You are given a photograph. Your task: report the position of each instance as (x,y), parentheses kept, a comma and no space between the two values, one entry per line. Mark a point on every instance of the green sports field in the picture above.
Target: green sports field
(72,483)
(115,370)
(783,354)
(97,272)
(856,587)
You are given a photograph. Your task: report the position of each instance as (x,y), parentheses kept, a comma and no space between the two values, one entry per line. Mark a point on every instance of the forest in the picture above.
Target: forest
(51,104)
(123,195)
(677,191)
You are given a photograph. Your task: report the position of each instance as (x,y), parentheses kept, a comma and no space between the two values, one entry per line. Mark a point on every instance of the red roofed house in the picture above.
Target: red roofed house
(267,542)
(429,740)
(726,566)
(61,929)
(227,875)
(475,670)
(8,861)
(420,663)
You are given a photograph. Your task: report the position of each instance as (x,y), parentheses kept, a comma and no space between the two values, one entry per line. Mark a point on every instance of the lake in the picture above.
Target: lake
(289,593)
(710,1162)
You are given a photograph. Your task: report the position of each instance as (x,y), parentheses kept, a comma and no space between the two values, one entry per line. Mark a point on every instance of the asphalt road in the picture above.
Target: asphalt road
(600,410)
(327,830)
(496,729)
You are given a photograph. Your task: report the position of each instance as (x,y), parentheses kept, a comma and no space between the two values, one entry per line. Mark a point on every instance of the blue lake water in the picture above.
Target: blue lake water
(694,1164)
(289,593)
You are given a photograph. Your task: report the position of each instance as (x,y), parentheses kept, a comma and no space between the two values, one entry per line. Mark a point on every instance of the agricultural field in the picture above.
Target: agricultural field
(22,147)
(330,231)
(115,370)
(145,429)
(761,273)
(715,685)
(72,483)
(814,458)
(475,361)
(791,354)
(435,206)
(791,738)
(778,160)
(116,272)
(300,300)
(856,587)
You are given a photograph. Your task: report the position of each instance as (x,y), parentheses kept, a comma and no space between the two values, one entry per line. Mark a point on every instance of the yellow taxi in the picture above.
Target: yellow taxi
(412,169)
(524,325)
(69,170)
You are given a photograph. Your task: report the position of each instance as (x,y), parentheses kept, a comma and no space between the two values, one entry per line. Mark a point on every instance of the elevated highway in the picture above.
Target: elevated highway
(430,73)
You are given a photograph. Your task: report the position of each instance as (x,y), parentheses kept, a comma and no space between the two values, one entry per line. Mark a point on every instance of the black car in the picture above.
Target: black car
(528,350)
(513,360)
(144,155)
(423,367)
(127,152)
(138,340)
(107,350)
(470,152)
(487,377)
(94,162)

> _WHAT TO PRODUCE_
Every entry must come back exactly as written above.

> _THE ANSWER_
You are given a photograph. Your task: report the position of each instance as (x,y), parentheses kept, a comma and no space between the two values, one entry per line. Mark a point on every instance of the green sports field in the picture above.
Target: green sports field
(72,483)
(115,370)
(783,354)
(97,272)
(856,587)
You are given a photograph. Your task: report the position of each instance as (x,y), parentheses kept, a comma and no space between the two values, one entry per line. Mark a point on every instance of the forest in the picture above.
Target: forest
(51,104)
(123,195)
(677,191)
You are given a photograph. Your task: report the position of each instance as (x,y), parentheses kept, a comma and no space between the two values, one entry per line. Mark a point on every instance of the red roofed house in the picture above.
Target: red roofed house
(267,542)
(429,740)
(726,566)
(61,929)
(227,875)
(475,670)
(8,861)
(420,663)
You are given a photograph. Your task: report the position of each instance as (x,y), parentheses kept, a comma and no space between the two values, one entry per line. Mark a point on every instance of the lake in the picture above.
Target: lake
(289,593)
(710,1162)
You are given a photograph. Your task: report the position of each instance as (x,y), parentheses kept, a comma and no space between the two values, one entry per line. Mark a point on every instance of the asphalt road in the picture above.
Target: asphalt road
(600,410)
(327,830)
(496,729)
You are given a photograph. Your task: report the position of each instance as (x,y), parentheses kept, a comma and no space between the two values, one entry per line. Mark a point on every instance of the blue lake water in the picture above.
Target: blue lake water
(694,1164)
(289,593)
You are given a photograph. Your task: report the position of each instance as (x,y), parentheses kept, a comma and no space between the two values, one entry per line. Mark a point on every instance of the agricultural field in the picture above.
Target: agricultural field
(22,147)
(330,231)
(115,370)
(145,429)
(761,273)
(715,685)
(72,483)
(814,458)
(475,361)
(791,354)
(435,206)
(791,738)
(778,160)
(116,272)
(300,300)
(856,587)
You are given a photograph. Your task: report the position of each instance as (x,y), parentheses kept, a comma and no space between the two values, one entry per line. Mark a point on every instance of the yellow taxi in the picture above.
Target: yellow taxi
(412,169)
(524,325)
(69,170)
You are given a photograph. Your task: report the position of each instance as (x,y), parentheses kept, a comma and no space between the two values, one entry per line. Mark a point on every instance of the elevated highway in the picture above.
Target: elevated highway
(430,73)
You are given a photograph. Your task: report the position of each instance as (x,y), parentheses kept, a comma and no space between the two values, one entry per line. Mark a point on every instance of the black car in the picture above.
Target: black car
(528,350)
(513,360)
(144,155)
(423,367)
(127,152)
(138,340)
(107,350)
(470,152)
(487,377)
(94,162)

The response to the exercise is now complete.